> _Excerpted passage_:
Syrian President Bashar al-Assad has acknowledged being tipped off by members of the United States-led coalition about airstrikes on Islamic State militants within his country.
Though he noted in a BBC interview broadcast on Tuesday that his government is not directly cooperating with the coalition, he said that third parties including Iraq had conveyed information notifying Syria of the attacks.
"Sometimes they convey message, general message, but there's nothing tactical," he said, noting a lack of interchange. "There is, let's say, information, but not dialogue."
The Syrian Air Force operates in some of the areas in which coalition strikes have taken place, but there have been no encounters involving the two sides, implying that there is at least some communication of operations. Syria's anti-aircraft defenses have refrained from targeting coalition aircraft, and the strikes in the country appear to reflect an informal understanding between the US-led coalition and Assad's government.
Critics of US foreign policy have noted that the focus on exclusively targeting Islamic State installations in Syria has had the effect of bolstering Assad.

> _Input data_:

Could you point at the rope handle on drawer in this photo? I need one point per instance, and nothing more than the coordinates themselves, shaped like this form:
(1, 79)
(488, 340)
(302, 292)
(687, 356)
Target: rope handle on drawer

> _Questions_:
A. Answer these from the article on Assad and the coalition airstrikes:
(i) Which broadcaster aired the interview in which Assad spoke?
(ii) Which third party does Assad name as passing information to Syria?
(iii) What have Syria's anti-aircraft defenses refrained from doing?
B. Continue the article on Assad and the coalition airstrikes from its final sentence.
The material is not needed for anything here.

> _Responses per task_:
A.
(i) The BBC
(ii) Iraq
(iii) Targeting coalition aircraft

B.
Iraqi officials have previously said that they passed information on to Shia powerhouse and ally Iran about coalition operations. The government in Tehran is a key backer of the embattled Syrian president.
Assad also said that Syrian authorities were aware in advance that the US would extend airstrikes already underway in Iraq to Syria last September.
When the Syrian uprising began in 2011 and Assad's forces violently repressed mainly peaceful demonstrations against his rule, the US insisted that he leave office. It maintained this position when an armed rebellion began, and has provided limited support to Syrian opposition groups, including training, weapons, and equipment.
With no realistic prospect of Assad's removal in the near term, the US shifted its priorities to targeting the Islamic State after the terror group seized areas in northern Iraq last summer.
"Those folks could kill Americans," President Barack Obama remarked of the Islamic State and other radicals on 60 Minutes last September. "And so… there's a more immediate concern that has to be dealt with."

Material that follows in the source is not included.